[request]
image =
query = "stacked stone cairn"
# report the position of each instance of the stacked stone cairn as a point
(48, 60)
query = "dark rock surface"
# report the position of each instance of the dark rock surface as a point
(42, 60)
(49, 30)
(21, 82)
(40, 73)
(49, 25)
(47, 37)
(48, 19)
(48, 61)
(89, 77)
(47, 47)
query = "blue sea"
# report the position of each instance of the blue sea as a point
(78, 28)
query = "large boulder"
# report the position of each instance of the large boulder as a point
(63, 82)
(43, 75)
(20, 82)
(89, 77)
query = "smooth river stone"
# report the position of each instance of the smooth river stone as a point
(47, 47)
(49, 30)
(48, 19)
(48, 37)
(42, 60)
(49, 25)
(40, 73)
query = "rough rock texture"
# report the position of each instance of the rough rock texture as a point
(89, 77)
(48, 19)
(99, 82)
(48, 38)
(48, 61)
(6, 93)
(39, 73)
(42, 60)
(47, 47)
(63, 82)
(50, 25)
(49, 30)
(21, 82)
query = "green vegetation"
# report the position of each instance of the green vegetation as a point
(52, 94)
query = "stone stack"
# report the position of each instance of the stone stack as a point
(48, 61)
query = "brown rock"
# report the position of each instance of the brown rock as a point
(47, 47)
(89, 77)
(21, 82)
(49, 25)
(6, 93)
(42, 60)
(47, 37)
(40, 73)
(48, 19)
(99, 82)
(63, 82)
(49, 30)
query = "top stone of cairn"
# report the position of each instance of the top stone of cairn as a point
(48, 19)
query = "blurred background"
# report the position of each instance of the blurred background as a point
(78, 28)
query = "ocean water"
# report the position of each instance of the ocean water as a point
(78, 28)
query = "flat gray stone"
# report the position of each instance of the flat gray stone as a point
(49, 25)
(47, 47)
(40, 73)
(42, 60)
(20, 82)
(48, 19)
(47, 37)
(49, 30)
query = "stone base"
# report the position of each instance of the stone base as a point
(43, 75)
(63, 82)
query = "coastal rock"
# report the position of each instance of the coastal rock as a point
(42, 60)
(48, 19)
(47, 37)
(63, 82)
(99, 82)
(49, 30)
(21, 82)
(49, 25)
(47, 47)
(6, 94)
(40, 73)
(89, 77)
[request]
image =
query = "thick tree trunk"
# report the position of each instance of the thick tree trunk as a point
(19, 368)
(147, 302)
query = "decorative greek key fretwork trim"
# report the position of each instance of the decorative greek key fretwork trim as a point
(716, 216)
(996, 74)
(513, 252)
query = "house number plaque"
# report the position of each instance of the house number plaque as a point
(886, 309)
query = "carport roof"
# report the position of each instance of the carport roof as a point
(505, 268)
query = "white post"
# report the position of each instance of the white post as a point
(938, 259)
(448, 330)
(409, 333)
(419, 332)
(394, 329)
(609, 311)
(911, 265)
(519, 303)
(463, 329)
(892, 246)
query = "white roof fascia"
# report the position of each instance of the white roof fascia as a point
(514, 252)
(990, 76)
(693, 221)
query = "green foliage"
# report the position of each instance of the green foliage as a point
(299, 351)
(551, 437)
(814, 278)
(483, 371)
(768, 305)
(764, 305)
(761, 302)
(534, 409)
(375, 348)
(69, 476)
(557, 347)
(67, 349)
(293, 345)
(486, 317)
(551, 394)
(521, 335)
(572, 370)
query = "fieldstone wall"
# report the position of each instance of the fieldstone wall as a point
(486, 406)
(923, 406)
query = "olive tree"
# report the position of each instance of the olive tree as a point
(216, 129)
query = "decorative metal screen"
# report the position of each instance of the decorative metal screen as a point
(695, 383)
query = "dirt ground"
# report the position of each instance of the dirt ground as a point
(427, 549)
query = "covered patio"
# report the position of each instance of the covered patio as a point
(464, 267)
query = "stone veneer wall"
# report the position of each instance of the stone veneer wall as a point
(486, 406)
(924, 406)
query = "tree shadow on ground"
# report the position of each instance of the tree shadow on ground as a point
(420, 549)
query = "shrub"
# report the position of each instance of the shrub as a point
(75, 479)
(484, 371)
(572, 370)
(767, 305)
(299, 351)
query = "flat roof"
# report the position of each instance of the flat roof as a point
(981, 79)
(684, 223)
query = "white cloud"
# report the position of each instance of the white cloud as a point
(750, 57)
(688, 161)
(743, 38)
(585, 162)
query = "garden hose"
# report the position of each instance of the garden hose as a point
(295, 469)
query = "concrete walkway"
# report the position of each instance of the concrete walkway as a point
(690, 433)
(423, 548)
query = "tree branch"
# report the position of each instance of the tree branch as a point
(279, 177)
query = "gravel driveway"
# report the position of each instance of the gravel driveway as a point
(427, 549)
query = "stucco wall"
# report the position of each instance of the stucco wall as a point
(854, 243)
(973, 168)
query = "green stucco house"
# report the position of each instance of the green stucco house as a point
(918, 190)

::::

All of the entries above should be written out again exactly.

[Solution to the problem]
[request]
image =
query = "stacked stone cairn"
# report the position of each instance of the stacked stone cairn as a point
(48, 60)
query = "dark rock surface"
# report the position of each instance of the dark rock surface as a point
(42, 60)
(49, 30)
(21, 82)
(40, 73)
(49, 25)
(47, 37)
(48, 19)
(48, 61)
(89, 77)
(47, 47)
query = "blue sea"
# report the position of each instance of the blue sea as a point
(78, 28)
query = "large boulder"
# report the position of each instance of the large boulder as a point
(63, 82)
(43, 75)
(20, 82)
(89, 77)
query = "smooth river stone"
# report the position of each instance of the smooth river stone as a point
(47, 47)
(49, 30)
(48, 19)
(48, 37)
(42, 60)
(49, 25)
(40, 73)
query = "rough rock texture"
# report the position of each instance of the rough rock texture as a point
(89, 77)
(48, 19)
(99, 82)
(48, 38)
(48, 61)
(6, 93)
(39, 73)
(42, 60)
(47, 47)
(63, 82)
(50, 25)
(49, 30)
(21, 82)
query = "green vegetation"
# report the position of each instance of the green vegetation as a point
(52, 94)
query = "stone stack"
# report the position of each instance of the stone stack as a point
(48, 61)
query = "brown rock"
# report the position of each instance of the brown rock as a point
(47, 47)
(89, 77)
(21, 82)
(49, 25)
(6, 93)
(42, 60)
(47, 37)
(40, 73)
(48, 19)
(99, 82)
(63, 82)
(49, 30)
query = "top stone of cairn"
# report the position of each instance of the top stone of cairn as a point
(48, 19)
query = "blurred background"
# report the position of each instance of the blurred background as a point
(78, 28)
query = "ocean water"
# report the position of each instance of the ocean water as a point
(78, 28)
query = "flat gray stone"
# report the position of each instance of the flat gray stone as a point
(49, 25)
(47, 47)
(40, 73)
(42, 60)
(20, 82)
(48, 19)
(47, 37)
(49, 30)
query = "stone base"
# report the position of each instance of the stone base as a point
(43, 75)
(63, 82)
query = "coastal rock"
# report the position of each instance of the coastal rock as a point
(42, 60)
(48, 19)
(47, 37)
(63, 82)
(99, 82)
(49, 30)
(21, 82)
(49, 25)
(47, 47)
(6, 94)
(40, 73)
(89, 77)
[request]
image =
query = "thick tree trunk"
# report the position of each instance of the thick tree trunk as a point
(19, 368)
(147, 302)
query = "decorative greek key fretwork trim"
# report the position of each instance of the decorative greek key fretwork trim as a point
(716, 216)
(996, 74)
(513, 252)
query = "house number plaque"
# report the position of each instance of the house number plaque as a point
(886, 309)
query = "carport roof"
# report the position of each instance of the carport roof as a point
(505, 268)
query = "white post"
# report the position of each instance of the white post as a point
(938, 259)
(448, 330)
(409, 333)
(419, 332)
(394, 329)
(609, 311)
(911, 265)
(519, 303)
(463, 329)
(892, 246)
query = "white roof fascia"
# report the position of each instance of the white roof fascia as a point
(514, 252)
(990, 76)
(693, 221)
query = "green foliage"
# report the position of each instance of the green foliage as a point
(299, 351)
(551, 437)
(814, 278)
(483, 371)
(768, 305)
(764, 305)
(761, 302)
(534, 409)
(375, 348)
(69, 476)
(557, 347)
(67, 349)
(293, 345)
(486, 317)
(551, 394)
(521, 335)
(572, 370)
query = "fieldstone wall"
# report the position of each instance of the fieldstone wall as a point
(486, 406)
(923, 406)
query = "olive tree"
# report the position of each instance of the olive tree as a point
(216, 129)
query = "decorative metal screen"
# report the position of each instance of the decorative metal screen as a point
(695, 383)
query = "dirt ground"
# report the position of each instance of the dirt ground as a point
(427, 549)
query = "covered patio"
# report the position of each instance of the covered patio as a point
(464, 267)
query = "stone veneer wall"
# report the position of each instance of the stone veneer wall as a point
(486, 406)
(924, 406)
query = "tree shadow on ground"
# report the position of each instance of the tree shadow on ground as a point
(420, 549)
query = "shrub"
# report the position of each instance of the shrub as a point
(75, 479)
(484, 371)
(572, 370)
(767, 305)
(299, 351)
query = "flat roof"
# report the position of each instance of the flat roof as a point
(981, 79)
(684, 223)
query = "white cloud"
# report the position of each instance of the white cloud as a point
(750, 57)
(688, 161)
(743, 38)
(585, 162)
query = "garden hose"
# report the position of each instance of the garden hose as a point
(295, 469)
query = "concrete walkway"
# report the position of each instance of the concrete walkway as a point
(690, 433)
(423, 548)
query = "tree branch"
# report the position of each instance of the tree branch as a point
(279, 177)
query = "gravel driveway"
# report the position of each instance of the gravel driveway as a point
(427, 549)
query = "stucco wall"
# report the position of each instance of the stucco wall as a point
(854, 243)
(973, 168)
query = "green stucco house"
# report the position of each instance of the green stucco house as a point
(918, 190)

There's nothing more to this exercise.